(Exercise goal):
What lines of the listing include the string "neck"? Show them all.

(Given entries):
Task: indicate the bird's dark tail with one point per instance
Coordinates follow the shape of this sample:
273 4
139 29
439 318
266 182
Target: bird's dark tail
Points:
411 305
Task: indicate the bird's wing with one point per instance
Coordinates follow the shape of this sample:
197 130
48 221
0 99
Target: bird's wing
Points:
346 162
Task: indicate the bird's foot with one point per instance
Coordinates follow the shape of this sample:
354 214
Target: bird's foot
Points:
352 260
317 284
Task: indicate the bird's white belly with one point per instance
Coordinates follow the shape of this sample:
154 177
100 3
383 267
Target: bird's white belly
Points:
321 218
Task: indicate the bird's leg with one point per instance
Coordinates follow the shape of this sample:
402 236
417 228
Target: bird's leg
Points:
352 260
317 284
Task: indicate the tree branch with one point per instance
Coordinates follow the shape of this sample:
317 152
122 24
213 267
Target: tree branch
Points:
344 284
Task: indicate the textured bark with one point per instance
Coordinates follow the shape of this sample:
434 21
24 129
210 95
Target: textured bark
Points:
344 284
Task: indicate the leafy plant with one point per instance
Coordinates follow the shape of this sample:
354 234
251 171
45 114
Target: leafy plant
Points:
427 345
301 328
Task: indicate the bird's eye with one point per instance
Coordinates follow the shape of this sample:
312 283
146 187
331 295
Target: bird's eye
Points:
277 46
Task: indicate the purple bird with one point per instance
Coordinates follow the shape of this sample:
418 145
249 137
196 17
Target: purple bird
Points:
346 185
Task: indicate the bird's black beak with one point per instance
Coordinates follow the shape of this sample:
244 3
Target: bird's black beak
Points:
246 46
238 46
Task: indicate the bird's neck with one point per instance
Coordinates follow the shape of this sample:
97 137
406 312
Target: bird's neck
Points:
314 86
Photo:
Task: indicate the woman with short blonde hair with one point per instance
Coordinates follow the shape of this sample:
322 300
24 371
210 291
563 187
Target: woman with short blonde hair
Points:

(Solution to this task):
Task: indicate the bird's neck with one point per instance
Target: bird's neck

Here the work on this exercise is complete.